[Start of Extracted text]

The whole endeavor of making science "map to reality" seems wholly misguided
to me. Really, it's a set of predictions and outcomes. That's why the phrase
"nature of reality" when applied to science irks me. Science isn't searching
for the "nature of reality" and it couldn't find it even if it were. Science
is about predicting the future ever more accurately.

------
kashyapc
I hope more scientists, specifically those in the public eye, don't blatantly
berate philosophy "because they can't do experiments on important questions".

The incident that jumps to memory involves the science "popularizer" Lawrence
Krauss, who berated (although he has issued a non-apology) a philosopher of
physics, David Albert, for critically reviewing Krauss's book:

 _In response to a critical review by philosopher of physics David Albert,
Krauss called Albert a “moronic philosopher” and told the Atlantic’s Ross
Andersen that philosophers are threatened by science because “science
progresses and philosophy doesn’t”._

Peter Woit, Senior Lecturer in the Mathematics department at Columbia,
discusses (although, it is roughly six years old now) that here[1], with
references. Here[2] is a comment from that same blog post sharing "examples of
contributions from philosophy to progress in physics".

[End of Extracted text]

▶ **Tasks and exercises**
• A. Answer these from the thread on science and philosophy:
(i) What does the first comment say science is about?
(ii) What did Krauss call Albert?
(iii) In which department and university is Peter Woit a Senior Lecturer?
• B. Write the next part of the thread on science and philosophy, picking up after its last sentence.
The lines after the text aren't needed for this.

[Start of Data section]

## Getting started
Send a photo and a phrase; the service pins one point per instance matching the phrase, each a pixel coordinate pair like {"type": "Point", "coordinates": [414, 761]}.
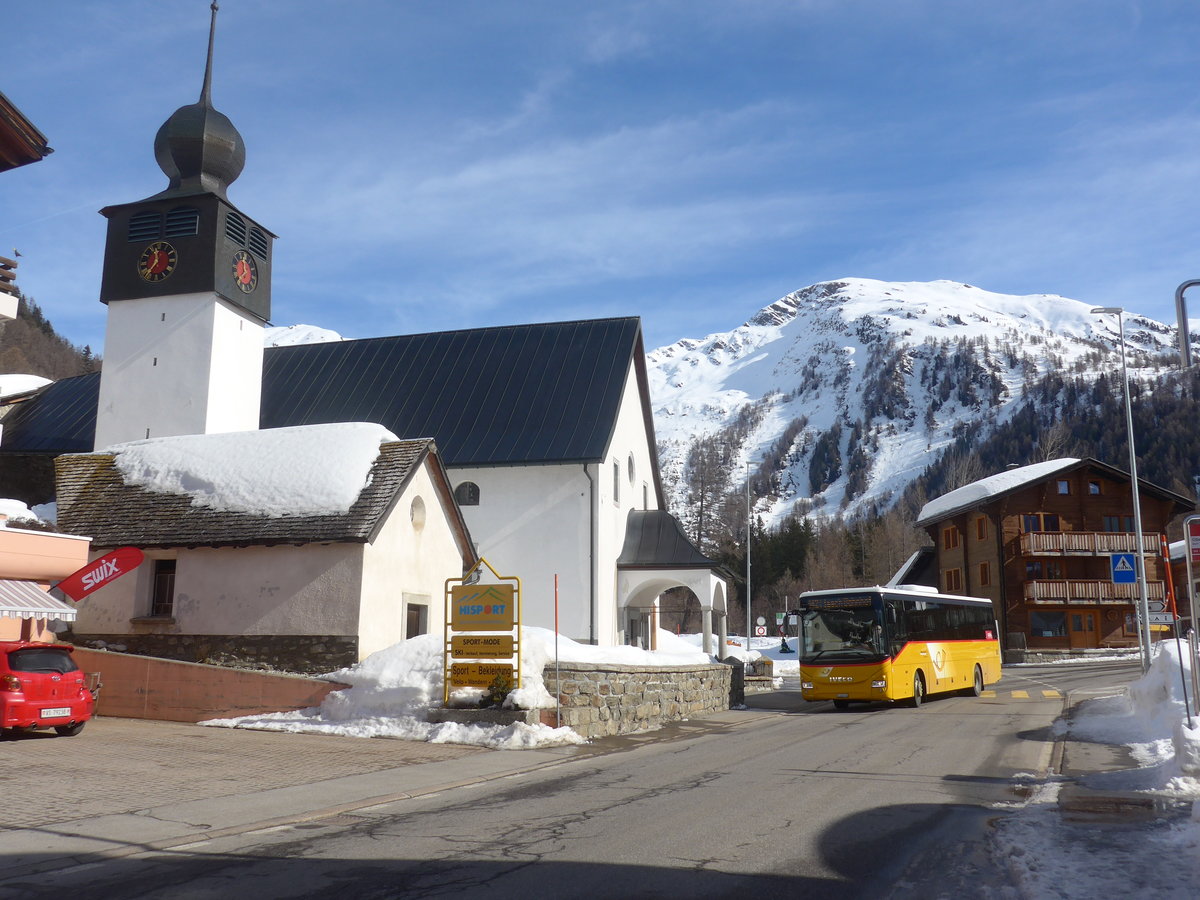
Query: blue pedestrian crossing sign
{"type": "Point", "coordinates": [1125, 569]}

[End of Data section]

▶ **Answers per task**
• A.
(i) Predicting the future ever more accurately.
(ii) A "moronic philosopher."
(iii) The Mathematics department at Columbia.

• B.
Don't mean to single out Krauss on that; of course there are other well-known
scientists too.

[1]
[https://www.math.columbia.edu/~woit/wordpress/?p=4623&cpage=...](https://www.math.columbia.edu/~woit/wordpress/?p=4623&cpage=1)

[2]
[https://www.math.columbia.edu/~woit/wordpress/?p=4623&cpage=...](https://www.math.columbia.edu/~woit/wordpress/?p=4623&cpage=1#comment-109987)

------
nyc111
But what is philosophy? To say that physics excludes philosophy is philosophy.
Physics, at its core, is based on a philosophical statement. To choose
empiricism as physics' main epistemological method is philosophy. Then there
is physicists' discussions of the oldest scholastic and philosophical subjects
of time and space. And physicists' love of cosmogony, another tradional
philosophical topic.

So why physicists claim that physics is not philosophy while the evidence
shows that physics studies old philosophical topics? The reason is simple. To
hate philosophy is a tradition of the profession. Why? Because physics became
a profession when people who used to call themselves "natural philosophers"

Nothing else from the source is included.